- Data extract:
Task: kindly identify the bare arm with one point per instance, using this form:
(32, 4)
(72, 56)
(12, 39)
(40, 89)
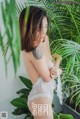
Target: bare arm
(38, 60)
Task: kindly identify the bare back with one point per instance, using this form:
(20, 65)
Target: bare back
(31, 70)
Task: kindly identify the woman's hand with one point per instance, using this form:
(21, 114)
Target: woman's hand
(57, 59)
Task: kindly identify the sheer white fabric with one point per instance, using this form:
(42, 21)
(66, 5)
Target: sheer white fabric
(45, 89)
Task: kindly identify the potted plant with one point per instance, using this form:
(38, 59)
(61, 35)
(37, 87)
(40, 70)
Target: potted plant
(21, 102)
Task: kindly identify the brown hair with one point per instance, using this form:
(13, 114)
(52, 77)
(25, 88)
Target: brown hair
(28, 31)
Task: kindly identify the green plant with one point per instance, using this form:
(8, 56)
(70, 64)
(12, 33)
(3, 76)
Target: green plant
(64, 35)
(21, 102)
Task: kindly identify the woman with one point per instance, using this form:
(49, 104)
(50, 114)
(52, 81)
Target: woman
(38, 62)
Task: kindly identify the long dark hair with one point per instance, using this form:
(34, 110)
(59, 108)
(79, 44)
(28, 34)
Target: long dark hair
(34, 24)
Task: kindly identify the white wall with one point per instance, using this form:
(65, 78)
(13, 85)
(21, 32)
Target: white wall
(9, 86)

- Brief:
Go through the entries and copy every line that has "with".

- Exercise output:
Task: kindly identify the bare arm with one point per instance, using this form:
Task: kindly identify the bare back with one point per instance, using this form:
Task: kindly identify the woman's hand with one point per instance, using this form:
Task: kindly identify the sheer white fabric with one point per instance, using this form:
Task: kindly identify the potted plant with one point per instance, using this form:
Task: kindly identify the brown hair with one point per instance, using this form:
Task: kindly identify the green plant with one point per instance, using this form:
Task: kindly identify the woman with one point per instance, using this form:
Task: kindly identify the long dark hair with one point per instance, using this form:
Task: kindly identify the white wall with one point per instance, using this form:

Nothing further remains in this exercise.